▶ _WHAT YOU WILL DO_
1. Rewrite the part of the campaign description that opens with the words containing "Girls engage with" and closes with "body confidence messaging.", replacing "Facebook" with "TikTok".
2. Summarize the campaign description in two sentences.

▶ _DOCUMENT SECTION_
Start of Block

Girl Effect and Unilever’s Dove Self-Esteem Project joined forces to launch a social media campaign aimed at improving body confidence among adolescent girls and young women in Indonesia. The partnership goal was to develop an evidence-based, scalable, and cost-effective model to boost girls’ body confidence, media literacy, and ultimately, their mental wellbeing, through entertaining and engaging content.
In Indonesia, over 50% of young women experience at least some dissatisfaction with their appearance. Low self-esteem and a lack of confidence can have a profoundly negative impact on girls achieving their potential. Social stigma around mental health and a lack of support in schools or school closures during Covid-19 means that digital channels are an increasingly popular source of information for young people in Indonesia. Over 90% of 15-19 year olds have access to the internet across the country.
The campaign was developed by adapting Dove Self-Esteem Project’s in-school educational programmes for a digital audience. Using behaviour change science, the evidence-based short video series intended to meaningfully engage girls on issues around body confidence and self-esteem. The content was created in collaboration with young Indonesians and rigorously tested by academics at the Centre of Appearance Research (CAR) at UWE Bristol to ensure that body satisfaction and self-esteem would be positively impacted by engaging with the campaign.
Strategy
The campaign called Warna-Warni Waktu - or “The Colors of Time” - aims to engage girls with a fictional story told across six short videos featuring Putri, a young Indonesian living in an appearance-obsessed dystopia. She is faced with common appearance pressures like unrealistic beauty standards in media, harmful cultural norms around skin shade and online bullying. Putri learns to resist these pressures with the help of animated time travellers who identify her as someone who can change the world's dismal trajectory, but only if they go back in time to help her gain confidence at critical moments in her development.
Girls engage with Warna-Warni Waktu via Girl Effect’s branded content on Facebook, Instagram, YouTube and a campaign microsite. Each 5 minute episode also has an interactive element to gamify audience interaction and reinforce the core body confidence messaging.

End of Block

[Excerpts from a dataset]
Start of Block

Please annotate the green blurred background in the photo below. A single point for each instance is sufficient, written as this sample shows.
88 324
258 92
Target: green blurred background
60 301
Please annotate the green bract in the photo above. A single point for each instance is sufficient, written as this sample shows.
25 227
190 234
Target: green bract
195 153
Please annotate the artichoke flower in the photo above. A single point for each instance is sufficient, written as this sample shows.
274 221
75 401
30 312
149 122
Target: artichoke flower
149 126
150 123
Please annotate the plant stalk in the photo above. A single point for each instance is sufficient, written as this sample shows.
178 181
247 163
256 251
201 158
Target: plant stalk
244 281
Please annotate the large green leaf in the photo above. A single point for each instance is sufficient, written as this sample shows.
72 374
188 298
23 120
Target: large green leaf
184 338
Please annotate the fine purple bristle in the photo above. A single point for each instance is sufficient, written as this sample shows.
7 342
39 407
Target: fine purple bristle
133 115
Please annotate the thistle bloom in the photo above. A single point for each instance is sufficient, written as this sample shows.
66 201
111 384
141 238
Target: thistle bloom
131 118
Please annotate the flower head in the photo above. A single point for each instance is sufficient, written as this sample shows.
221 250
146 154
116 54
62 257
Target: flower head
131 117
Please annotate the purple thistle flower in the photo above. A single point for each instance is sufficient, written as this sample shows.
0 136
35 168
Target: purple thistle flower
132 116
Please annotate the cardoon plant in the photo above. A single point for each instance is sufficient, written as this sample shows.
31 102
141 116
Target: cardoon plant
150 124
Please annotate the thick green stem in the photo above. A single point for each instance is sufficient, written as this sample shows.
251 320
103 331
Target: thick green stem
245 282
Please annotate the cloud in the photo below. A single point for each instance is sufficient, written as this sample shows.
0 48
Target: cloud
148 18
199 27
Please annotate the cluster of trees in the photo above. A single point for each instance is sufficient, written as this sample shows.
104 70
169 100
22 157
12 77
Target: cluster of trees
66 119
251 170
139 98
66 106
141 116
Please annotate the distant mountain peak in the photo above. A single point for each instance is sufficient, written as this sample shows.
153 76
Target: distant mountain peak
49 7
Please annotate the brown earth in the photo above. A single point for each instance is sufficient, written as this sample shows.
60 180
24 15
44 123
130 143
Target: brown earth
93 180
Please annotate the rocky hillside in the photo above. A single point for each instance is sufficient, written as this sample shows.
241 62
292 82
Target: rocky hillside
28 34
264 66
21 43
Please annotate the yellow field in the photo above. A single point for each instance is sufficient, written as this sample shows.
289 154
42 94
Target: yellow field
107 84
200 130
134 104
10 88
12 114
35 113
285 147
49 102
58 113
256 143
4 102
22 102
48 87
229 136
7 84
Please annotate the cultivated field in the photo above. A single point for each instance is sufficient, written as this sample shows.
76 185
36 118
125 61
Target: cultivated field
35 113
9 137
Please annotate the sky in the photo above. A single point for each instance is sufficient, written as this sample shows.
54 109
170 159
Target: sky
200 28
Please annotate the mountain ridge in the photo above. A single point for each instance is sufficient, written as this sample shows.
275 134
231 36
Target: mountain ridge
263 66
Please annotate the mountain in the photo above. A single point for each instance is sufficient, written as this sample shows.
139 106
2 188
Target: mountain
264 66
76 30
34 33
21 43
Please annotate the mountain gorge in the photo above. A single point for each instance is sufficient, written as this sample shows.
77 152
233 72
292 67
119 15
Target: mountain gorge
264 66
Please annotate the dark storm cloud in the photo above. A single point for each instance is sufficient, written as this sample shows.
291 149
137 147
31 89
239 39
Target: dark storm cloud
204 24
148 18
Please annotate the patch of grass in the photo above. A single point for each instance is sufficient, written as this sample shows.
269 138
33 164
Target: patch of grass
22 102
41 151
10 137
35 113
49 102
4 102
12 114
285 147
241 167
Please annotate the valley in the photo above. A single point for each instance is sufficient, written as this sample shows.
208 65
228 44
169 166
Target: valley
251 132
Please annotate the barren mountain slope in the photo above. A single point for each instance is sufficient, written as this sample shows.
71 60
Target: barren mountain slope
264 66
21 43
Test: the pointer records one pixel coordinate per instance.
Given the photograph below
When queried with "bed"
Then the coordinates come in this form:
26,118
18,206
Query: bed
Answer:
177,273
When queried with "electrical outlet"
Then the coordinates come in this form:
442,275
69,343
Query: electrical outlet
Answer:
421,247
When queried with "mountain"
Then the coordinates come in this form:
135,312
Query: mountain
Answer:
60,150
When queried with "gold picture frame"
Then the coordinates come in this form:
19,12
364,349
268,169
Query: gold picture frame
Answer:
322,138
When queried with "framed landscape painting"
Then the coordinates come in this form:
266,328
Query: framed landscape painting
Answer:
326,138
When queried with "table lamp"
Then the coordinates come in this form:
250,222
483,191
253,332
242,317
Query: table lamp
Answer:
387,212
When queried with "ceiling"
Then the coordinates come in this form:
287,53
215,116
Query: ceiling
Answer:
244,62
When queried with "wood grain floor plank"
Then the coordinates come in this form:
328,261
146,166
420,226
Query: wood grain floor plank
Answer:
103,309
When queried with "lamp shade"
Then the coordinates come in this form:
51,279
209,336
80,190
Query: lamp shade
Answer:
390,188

End of Block
Start of Block

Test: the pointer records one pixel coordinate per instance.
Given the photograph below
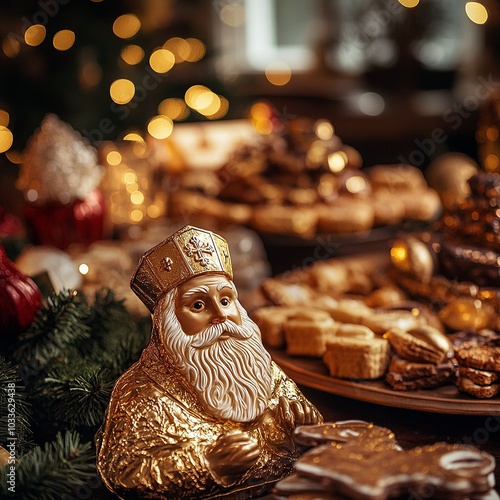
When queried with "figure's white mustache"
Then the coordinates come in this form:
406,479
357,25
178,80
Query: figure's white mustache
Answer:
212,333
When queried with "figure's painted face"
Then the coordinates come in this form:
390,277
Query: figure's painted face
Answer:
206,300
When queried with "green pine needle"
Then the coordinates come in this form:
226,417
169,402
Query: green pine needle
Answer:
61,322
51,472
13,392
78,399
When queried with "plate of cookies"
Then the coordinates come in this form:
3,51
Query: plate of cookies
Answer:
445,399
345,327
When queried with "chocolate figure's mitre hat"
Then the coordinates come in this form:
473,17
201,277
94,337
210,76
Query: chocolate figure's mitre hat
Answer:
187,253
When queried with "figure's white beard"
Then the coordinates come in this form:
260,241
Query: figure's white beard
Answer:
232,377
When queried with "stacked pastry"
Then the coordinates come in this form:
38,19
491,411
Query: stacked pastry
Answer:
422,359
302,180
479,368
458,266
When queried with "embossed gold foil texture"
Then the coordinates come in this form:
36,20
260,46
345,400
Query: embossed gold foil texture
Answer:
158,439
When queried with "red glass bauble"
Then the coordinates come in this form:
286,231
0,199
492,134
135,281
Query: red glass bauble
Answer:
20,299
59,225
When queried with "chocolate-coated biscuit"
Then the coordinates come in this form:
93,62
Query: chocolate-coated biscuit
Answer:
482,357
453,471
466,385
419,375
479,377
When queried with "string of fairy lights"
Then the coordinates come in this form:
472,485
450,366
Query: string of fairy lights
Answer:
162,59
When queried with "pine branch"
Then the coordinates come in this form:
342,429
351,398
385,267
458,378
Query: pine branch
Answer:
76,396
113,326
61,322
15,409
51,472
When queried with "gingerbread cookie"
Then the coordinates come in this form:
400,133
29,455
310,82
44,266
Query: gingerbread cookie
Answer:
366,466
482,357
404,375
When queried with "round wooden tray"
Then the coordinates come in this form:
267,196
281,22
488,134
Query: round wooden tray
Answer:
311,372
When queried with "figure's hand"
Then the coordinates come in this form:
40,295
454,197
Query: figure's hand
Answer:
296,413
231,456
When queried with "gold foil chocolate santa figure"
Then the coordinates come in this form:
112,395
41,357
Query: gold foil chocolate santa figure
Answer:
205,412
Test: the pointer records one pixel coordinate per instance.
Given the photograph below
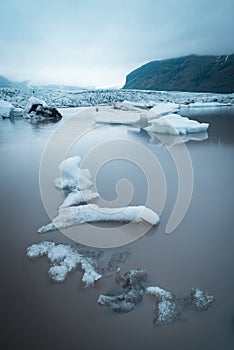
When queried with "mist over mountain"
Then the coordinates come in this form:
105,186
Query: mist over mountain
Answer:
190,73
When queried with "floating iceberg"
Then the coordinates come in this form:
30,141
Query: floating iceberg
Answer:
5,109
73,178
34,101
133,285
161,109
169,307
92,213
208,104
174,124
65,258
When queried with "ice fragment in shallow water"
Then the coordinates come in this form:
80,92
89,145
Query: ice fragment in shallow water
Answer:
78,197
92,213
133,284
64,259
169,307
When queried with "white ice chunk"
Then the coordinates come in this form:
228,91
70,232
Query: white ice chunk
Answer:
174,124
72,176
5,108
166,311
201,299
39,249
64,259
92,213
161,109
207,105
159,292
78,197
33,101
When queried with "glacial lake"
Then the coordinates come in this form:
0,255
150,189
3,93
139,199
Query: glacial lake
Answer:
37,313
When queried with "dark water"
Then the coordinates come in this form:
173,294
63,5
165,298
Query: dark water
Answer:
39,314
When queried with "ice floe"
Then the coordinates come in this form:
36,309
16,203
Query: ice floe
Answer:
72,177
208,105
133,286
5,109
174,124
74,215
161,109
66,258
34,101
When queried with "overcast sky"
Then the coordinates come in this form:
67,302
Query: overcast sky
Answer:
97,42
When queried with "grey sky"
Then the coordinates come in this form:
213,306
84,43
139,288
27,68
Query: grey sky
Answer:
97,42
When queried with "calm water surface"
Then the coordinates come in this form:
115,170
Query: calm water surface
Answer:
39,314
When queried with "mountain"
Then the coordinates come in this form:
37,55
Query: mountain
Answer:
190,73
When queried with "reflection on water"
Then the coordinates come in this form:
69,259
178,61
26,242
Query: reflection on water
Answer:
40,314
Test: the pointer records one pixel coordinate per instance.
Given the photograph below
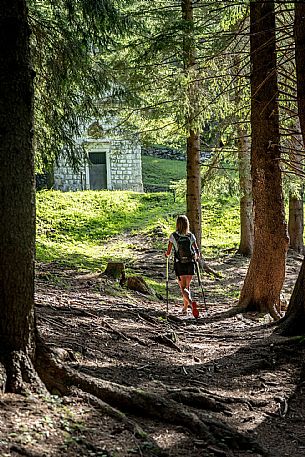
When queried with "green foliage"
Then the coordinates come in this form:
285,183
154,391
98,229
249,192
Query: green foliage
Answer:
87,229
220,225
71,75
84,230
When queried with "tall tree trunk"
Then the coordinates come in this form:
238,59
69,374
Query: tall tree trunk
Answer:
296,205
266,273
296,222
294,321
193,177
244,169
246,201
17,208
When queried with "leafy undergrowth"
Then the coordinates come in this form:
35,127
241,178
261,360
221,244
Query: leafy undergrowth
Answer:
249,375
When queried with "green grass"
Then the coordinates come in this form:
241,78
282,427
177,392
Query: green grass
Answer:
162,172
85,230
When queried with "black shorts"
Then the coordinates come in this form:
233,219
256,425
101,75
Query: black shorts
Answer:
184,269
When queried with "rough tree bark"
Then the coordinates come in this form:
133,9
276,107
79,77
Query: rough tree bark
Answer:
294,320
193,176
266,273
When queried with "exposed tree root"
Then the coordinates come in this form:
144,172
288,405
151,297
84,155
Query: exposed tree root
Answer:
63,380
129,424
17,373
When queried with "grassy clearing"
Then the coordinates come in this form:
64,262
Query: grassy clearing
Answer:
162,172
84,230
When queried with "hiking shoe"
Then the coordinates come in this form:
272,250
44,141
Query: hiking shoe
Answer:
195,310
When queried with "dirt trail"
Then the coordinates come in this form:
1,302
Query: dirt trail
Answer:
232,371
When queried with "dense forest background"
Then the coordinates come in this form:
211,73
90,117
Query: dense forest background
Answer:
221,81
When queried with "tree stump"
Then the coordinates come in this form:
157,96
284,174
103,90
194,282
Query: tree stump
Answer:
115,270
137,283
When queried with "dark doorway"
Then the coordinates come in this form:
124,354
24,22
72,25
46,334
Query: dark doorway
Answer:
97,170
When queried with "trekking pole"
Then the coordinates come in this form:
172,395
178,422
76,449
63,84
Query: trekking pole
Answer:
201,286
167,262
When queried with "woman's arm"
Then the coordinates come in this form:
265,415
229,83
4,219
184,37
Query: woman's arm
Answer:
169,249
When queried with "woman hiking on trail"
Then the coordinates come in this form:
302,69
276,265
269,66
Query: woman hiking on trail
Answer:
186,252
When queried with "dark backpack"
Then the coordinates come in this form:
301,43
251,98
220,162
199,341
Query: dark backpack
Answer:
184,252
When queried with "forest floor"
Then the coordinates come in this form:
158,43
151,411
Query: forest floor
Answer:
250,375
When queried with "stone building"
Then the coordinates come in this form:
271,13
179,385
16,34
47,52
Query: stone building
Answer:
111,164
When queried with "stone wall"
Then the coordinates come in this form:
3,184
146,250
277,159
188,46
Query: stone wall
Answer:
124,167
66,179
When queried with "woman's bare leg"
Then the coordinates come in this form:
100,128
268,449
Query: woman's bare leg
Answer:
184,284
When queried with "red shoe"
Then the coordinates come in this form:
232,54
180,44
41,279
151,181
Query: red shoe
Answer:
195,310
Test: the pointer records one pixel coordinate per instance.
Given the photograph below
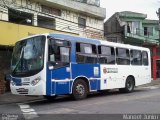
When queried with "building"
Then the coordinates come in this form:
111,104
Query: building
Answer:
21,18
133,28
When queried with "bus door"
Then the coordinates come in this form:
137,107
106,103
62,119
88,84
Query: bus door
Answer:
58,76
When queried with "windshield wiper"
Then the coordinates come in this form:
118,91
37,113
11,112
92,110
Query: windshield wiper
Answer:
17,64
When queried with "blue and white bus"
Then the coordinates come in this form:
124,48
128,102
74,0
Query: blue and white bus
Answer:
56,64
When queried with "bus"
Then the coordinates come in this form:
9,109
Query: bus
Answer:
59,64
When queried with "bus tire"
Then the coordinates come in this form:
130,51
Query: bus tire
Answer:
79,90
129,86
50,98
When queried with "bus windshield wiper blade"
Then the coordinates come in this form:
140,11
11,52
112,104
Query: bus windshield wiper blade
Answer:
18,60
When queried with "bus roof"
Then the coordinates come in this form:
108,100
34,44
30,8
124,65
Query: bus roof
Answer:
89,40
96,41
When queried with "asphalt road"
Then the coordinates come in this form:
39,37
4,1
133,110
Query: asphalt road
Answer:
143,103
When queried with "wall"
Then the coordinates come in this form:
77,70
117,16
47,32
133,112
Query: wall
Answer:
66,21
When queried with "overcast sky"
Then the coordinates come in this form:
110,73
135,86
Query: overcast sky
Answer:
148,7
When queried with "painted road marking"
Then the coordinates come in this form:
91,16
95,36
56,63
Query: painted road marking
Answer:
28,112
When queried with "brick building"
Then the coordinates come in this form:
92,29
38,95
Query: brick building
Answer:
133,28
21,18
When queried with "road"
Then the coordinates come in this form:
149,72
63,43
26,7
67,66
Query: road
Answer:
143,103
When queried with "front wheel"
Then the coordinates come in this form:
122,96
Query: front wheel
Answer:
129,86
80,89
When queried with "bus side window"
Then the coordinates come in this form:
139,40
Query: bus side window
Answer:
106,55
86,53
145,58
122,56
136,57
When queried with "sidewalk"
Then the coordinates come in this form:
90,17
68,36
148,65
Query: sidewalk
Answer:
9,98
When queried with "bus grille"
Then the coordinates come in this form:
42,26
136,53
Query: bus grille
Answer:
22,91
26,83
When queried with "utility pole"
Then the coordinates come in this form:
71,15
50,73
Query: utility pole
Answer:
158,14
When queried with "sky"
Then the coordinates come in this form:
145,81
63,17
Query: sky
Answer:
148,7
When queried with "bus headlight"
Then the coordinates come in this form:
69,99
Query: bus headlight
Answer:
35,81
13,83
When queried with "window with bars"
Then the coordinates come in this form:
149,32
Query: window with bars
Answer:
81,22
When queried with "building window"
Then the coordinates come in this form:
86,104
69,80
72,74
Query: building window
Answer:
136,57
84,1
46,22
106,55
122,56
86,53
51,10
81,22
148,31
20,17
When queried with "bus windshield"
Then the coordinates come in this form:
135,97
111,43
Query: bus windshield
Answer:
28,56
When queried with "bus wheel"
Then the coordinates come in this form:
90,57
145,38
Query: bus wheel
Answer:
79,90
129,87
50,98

End of Block

▶ _SOLUTIONS_
1.
Girls engage with Warna-Warni Waktu via Girl Effect’s branded content on TikTok, Instagram, YouTube and a campaign microsite. Each 5 minute episode also has an interactive element to gamify audience interaction and reinforce the core body confidence messaging.

2. Girl Effect and Unilever's Dove Self-Esteem Project launched a social media campaign to improve body confidence among adolescent girls and young women in Indonesia, adapting Dove's in-school educational programs into an evidence-based short video series tested by academics at the Centre of Appearance Research at UWE Bristol. Called Warna-Warni Waktu, the campaign tells the story of Putri, who learns to resist appearance pressures with help from animated time travelers, across six short videos shared on social media and a campaign microsite.